*Work request:* Every line of the material that follows must be printed again exactly.

*Provided records:*
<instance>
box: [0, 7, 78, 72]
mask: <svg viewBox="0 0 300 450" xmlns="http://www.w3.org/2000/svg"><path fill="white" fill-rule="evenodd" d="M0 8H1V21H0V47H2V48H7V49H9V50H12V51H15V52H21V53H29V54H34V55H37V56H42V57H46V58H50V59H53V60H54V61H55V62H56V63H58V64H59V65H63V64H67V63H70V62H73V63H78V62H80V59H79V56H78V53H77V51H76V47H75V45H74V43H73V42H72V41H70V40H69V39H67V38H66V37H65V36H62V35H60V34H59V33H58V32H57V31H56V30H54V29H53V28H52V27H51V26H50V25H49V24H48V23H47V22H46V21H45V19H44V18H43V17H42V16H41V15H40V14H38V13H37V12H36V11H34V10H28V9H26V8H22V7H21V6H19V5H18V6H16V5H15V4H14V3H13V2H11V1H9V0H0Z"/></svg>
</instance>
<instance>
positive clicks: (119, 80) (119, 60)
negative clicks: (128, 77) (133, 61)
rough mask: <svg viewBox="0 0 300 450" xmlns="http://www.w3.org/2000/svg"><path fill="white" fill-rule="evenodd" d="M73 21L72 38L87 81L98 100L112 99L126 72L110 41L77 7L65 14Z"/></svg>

*Output for this task:*
<instance>
box: [0, 7, 78, 72]
mask: <svg viewBox="0 0 300 450" xmlns="http://www.w3.org/2000/svg"><path fill="white" fill-rule="evenodd" d="M0 8H1V21H0V47H2V48H7V49H9V50H12V51H15V52H21V53H29V54H34V55H37V56H42V57H46V58H50V59H53V60H54V61H55V62H56V63H58V64H59V65H63V64H67V63H70V62H73V63H78V62H80V59H79V56H78V53H77V51H76V47H75V45H74V43H73V42H72V41H70V40H69V39H67V38H66V37H65V36H62V35H60V34H59V33H58V32H57V31H56V30H54V29H53V28H52V27H51V26H50V25H49V24H48V23H47V22H46V21H45V19H44V18H43V17H42V16H41V15H40V14H38V13H37V12H36V11H34V10H28V9H26V8H22V7H21V6H19V5H18V6H16V5H15V4H14V3H13V2H11V1H9V0H0Z"/></svg>
</instance>
<instance>
positive clicks: (119, 80) (119, 60)
negative clicks: (128, 77) (133, 61)
rough mask: <svg viewBox="0 0 300 450" xmlns="http://www.w3.org/2000/svg"><path fill="white" fill-rule="evenodd" d="M73 21L72 38L87 81L98 100L112 99L126 72L110 41L77 7L65 14Z"/></svg>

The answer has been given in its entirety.